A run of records

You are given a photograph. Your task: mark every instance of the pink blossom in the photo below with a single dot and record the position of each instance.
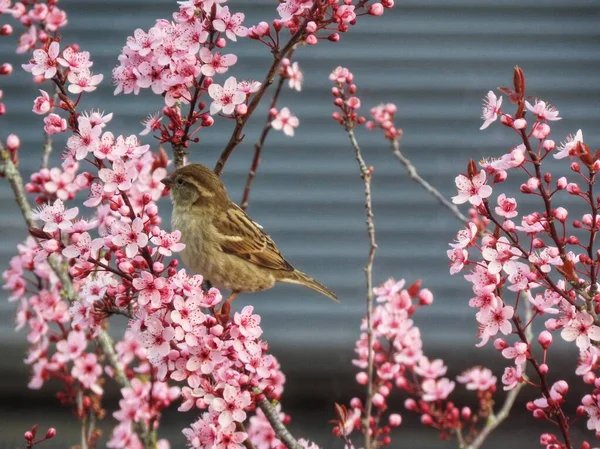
(507, 207)
(582, 330)
(518, 352)
(436, 390)
(132, 237)
(543, 111)
(493, 320)
(75, 60)
(229, 23)
(226, 97)
(569, 147)
(43, 104)
(87, 370)
(231, 406)
(491, 109)
(157, 338)
(473, 190)
(286, 121)
(56, 217)
(54, 124)
(83, 81)
(513, 376)
(477, 378)
(215, 62)
(43, 61)
(431, 369)
(120, 177)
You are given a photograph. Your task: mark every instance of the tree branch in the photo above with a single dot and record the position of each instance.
(412, 172)
(365, 174)
(280, 430)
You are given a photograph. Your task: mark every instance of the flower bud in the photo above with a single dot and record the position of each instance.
(12, 142)
(376, 9)
(395, 420)
(545, 339)
(311, 39)
(549, 145)
(362, 378)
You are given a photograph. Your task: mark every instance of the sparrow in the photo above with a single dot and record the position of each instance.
(222, 242)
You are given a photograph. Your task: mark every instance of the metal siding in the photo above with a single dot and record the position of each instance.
(434, 59)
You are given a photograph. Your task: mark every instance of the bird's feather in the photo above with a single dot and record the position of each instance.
(243, 238)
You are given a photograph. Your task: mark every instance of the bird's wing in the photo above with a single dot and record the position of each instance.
(243, 238)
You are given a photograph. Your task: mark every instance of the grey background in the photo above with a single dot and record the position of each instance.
(435, 60)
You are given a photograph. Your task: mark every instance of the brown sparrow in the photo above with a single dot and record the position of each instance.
(221, 242)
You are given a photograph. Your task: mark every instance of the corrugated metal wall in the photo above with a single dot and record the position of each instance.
(435, 59)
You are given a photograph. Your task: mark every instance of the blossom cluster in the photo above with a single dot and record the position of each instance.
(542, 259)
(399, 362)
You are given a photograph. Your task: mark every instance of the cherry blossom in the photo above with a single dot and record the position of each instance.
(491, 109)
(473, 190)
(226, 97)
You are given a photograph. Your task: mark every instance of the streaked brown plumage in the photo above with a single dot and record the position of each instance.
(222, 242)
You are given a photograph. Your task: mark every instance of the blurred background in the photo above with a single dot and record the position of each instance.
(435, 59)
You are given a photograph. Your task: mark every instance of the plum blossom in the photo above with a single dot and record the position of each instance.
(226, 97)
(131, 236)
(491, 109)
(286, 121)
(568, 148)
(543, 111)
(582, 330)
(56, 217)
(473, 190)
(43, 61)
(435, 390)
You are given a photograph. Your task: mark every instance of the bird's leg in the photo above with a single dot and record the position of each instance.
(223, 314)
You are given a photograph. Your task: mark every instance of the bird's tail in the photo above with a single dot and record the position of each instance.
(298, 277)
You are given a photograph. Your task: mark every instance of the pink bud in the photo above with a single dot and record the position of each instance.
(520, 123)
(549, 145)
(378, 400)
(12, 142)
(6, 30)
(362, 378)
(500, 344)
(6, 69)
(589, 378)
(241, 109)
(376, 9)
(311, 39)
(573, 188)
(545, 339)
(410, 405)
(465, 413)
(395, 420)
(311, 27)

EXERCISE TASK —
Repeat precisely the lines of the data starting at the one containing "the bird's leg", last line included.

EXERCISE RESPONSE —
You are given a photograph. Your task: mark every instance of the bird's leg in the photo above with a single dot and record the position of each instance.
(223, 314)
You are given a photograph. Your task: mark every instance of the bird's tail in the photo above with a single dot and record the position of each instance.
(298, 277)
You are given a photograph. Your task: mark every instance of the pink bud in the photo above with a single dot and record the position of each instance.
(520, 123)
(549, 145)
(378, 400)
(12, 142)
(6, 30)
(362, 378)
(500, 344)
(6, 69)
(589, 378)
(241, 109)
(376, 9)
(311, 39)
(573, 188)
(545, 339)
(410, 405)
(465, 413)
(395, 420)
(311, 27)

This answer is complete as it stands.